Object location annotation data:
__________________________________________________

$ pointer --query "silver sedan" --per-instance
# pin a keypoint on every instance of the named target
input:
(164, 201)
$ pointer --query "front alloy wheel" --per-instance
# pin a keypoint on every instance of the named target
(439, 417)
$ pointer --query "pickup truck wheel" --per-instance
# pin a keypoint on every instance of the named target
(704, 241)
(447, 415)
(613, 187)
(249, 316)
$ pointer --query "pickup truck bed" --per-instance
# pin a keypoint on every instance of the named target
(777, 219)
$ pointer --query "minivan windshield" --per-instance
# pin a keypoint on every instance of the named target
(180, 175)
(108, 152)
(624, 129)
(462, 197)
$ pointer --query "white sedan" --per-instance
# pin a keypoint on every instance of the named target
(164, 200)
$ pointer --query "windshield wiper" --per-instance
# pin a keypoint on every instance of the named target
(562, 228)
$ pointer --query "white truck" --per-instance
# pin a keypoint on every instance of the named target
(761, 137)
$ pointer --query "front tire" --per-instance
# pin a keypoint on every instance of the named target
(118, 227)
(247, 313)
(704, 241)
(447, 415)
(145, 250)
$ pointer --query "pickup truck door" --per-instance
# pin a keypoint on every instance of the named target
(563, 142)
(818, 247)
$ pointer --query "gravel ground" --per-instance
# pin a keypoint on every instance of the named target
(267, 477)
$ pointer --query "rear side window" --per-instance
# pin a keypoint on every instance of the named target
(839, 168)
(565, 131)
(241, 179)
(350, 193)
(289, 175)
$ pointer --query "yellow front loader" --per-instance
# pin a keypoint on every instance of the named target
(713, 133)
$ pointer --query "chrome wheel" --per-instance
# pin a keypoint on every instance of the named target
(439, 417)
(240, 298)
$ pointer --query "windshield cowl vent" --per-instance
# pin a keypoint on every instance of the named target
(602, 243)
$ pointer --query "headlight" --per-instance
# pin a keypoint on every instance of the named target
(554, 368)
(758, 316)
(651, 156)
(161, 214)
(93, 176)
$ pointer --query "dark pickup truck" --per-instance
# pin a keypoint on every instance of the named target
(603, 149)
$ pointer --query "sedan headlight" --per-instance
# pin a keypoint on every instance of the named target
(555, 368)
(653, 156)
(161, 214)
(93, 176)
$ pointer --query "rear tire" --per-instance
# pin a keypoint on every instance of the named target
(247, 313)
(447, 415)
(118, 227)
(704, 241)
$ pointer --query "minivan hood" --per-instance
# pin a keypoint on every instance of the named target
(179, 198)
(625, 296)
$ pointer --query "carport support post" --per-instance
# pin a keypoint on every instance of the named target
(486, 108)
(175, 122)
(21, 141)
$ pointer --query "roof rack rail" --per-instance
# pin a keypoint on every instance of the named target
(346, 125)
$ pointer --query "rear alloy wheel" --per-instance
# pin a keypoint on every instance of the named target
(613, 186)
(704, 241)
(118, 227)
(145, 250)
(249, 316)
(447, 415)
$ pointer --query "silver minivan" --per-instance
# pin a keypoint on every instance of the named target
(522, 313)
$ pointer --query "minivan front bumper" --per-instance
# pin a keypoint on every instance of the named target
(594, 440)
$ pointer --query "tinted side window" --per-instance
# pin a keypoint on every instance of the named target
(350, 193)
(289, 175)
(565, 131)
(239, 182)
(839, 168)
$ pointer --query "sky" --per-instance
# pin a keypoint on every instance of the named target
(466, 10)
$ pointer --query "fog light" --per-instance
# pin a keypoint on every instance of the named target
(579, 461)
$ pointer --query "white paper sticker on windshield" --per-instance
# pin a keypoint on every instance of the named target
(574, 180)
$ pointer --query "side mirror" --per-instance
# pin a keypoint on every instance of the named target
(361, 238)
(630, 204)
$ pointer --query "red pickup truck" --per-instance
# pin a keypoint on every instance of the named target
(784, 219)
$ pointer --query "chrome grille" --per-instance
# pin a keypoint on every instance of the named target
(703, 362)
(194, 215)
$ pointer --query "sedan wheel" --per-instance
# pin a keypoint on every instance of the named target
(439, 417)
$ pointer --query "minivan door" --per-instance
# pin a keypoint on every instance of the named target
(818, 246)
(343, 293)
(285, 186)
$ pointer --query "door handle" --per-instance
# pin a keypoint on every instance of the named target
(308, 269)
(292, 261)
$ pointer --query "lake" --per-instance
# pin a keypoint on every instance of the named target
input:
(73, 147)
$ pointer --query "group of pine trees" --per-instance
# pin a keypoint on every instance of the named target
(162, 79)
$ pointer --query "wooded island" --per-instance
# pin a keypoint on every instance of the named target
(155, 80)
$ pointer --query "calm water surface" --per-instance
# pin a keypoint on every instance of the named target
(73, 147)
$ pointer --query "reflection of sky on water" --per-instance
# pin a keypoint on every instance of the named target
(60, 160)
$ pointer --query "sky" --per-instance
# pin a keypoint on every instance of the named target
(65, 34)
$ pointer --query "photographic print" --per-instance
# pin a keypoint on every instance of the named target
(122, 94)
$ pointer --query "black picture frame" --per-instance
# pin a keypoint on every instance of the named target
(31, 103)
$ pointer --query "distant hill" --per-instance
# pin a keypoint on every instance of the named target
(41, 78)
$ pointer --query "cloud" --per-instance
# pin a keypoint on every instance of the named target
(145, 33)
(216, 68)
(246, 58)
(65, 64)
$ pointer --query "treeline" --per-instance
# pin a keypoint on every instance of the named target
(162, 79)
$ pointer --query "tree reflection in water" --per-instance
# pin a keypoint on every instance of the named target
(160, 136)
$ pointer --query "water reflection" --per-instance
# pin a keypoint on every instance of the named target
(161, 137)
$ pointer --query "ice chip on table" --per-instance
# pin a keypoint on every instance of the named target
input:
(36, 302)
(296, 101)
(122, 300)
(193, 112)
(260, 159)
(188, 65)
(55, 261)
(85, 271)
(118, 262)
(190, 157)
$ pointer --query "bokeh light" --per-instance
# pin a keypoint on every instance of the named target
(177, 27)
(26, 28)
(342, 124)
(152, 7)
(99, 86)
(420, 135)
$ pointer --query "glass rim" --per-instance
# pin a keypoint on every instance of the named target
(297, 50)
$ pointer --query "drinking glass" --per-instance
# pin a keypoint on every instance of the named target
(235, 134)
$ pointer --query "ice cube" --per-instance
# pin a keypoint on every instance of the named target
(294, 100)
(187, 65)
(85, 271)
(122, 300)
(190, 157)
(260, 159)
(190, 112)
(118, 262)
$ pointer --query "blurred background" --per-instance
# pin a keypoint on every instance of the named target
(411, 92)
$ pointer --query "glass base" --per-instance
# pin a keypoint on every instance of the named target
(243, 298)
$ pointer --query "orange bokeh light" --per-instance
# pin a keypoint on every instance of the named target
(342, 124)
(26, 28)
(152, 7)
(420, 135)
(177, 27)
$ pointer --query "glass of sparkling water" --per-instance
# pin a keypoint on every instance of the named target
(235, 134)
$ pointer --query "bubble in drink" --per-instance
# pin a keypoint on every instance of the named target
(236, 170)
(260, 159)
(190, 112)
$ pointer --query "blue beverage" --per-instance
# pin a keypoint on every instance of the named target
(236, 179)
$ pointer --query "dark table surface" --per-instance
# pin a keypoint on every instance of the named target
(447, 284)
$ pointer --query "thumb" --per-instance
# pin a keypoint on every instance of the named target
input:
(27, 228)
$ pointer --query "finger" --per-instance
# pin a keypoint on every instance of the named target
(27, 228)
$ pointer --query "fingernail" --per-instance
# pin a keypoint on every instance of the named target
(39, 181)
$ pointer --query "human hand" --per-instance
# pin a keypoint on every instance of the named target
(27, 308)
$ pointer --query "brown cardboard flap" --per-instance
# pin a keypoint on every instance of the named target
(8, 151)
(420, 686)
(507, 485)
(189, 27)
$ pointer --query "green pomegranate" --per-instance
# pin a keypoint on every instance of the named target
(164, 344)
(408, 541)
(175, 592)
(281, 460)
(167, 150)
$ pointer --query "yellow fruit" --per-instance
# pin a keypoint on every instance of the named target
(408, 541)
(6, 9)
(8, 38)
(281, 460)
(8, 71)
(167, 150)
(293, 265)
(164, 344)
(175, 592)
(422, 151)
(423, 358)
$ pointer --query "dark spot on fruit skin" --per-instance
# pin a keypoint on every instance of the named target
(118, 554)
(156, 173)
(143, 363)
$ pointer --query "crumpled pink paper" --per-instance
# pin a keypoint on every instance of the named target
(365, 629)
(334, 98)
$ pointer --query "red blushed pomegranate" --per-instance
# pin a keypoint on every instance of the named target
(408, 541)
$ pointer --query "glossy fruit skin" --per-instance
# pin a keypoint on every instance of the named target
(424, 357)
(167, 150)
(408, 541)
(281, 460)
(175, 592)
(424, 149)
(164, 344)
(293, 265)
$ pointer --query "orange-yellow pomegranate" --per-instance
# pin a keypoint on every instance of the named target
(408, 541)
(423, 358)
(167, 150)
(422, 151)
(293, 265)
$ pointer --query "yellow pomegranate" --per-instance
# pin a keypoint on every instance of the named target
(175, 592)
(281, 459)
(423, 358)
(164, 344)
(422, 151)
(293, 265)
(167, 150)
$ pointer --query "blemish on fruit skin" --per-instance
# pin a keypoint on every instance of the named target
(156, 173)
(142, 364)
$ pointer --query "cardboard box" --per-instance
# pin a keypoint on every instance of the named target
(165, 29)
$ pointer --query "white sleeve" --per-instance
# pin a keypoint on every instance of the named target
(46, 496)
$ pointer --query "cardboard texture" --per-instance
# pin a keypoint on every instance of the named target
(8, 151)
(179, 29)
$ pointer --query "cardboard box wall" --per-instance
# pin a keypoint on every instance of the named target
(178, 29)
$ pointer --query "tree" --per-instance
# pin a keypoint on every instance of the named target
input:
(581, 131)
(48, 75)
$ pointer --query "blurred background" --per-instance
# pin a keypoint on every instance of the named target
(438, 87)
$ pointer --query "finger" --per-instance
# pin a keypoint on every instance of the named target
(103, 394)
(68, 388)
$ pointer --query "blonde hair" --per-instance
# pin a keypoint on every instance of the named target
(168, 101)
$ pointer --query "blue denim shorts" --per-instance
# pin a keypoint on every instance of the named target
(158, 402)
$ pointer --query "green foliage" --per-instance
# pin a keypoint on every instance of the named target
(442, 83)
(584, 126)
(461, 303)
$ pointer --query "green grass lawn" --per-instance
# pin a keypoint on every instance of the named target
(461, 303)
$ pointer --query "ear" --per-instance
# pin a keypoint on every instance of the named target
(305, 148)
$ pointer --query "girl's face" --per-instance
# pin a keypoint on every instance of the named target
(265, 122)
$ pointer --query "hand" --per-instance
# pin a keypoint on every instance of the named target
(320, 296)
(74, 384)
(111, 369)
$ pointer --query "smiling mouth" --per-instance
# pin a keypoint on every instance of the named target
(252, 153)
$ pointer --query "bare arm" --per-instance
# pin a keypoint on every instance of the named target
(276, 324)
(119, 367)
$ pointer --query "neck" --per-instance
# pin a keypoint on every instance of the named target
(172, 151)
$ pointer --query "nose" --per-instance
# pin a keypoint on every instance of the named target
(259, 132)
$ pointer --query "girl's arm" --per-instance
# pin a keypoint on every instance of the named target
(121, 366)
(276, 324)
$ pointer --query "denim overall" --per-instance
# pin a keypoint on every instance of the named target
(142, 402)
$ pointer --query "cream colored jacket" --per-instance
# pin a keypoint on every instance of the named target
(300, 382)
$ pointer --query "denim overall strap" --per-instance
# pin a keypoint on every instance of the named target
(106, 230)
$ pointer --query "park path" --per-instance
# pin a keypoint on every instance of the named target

__________________________________________________

◆ JOB
Pick out every line above that contains the word "glass" and copy each of those lines in full. Case counts, so match the letters exactly.

◆ SOLUTION TO THIS EXERCISE
$ pointer --query "glass rim" --per-instance
$ pointer --query "drinking glass" --per-instance
$ pointer --query "glass base" --per-instance
$ pointer --query "glass of sparkling water" --per-instance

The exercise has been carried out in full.